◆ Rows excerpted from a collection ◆
*****

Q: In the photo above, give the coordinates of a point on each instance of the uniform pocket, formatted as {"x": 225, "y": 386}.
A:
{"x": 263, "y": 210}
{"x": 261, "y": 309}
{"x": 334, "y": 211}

*****

◆ Written task ◆
Render all the rows above as a JSON list of strings, one string per line, with blank lines omitted.

◆ Full answer ◆
[
  "Q: In the photo above, give the coordinates of a point on each instance of the uniform pocket, formatted as {\"x\": 225, \"y\": 386}.",
  "A:",
  "{\"x\": 263, \"y\": 210}",
  "{\"x\": 261, \"y\": 309}",
  "{\"x\": 334, \"y\": 211}"
]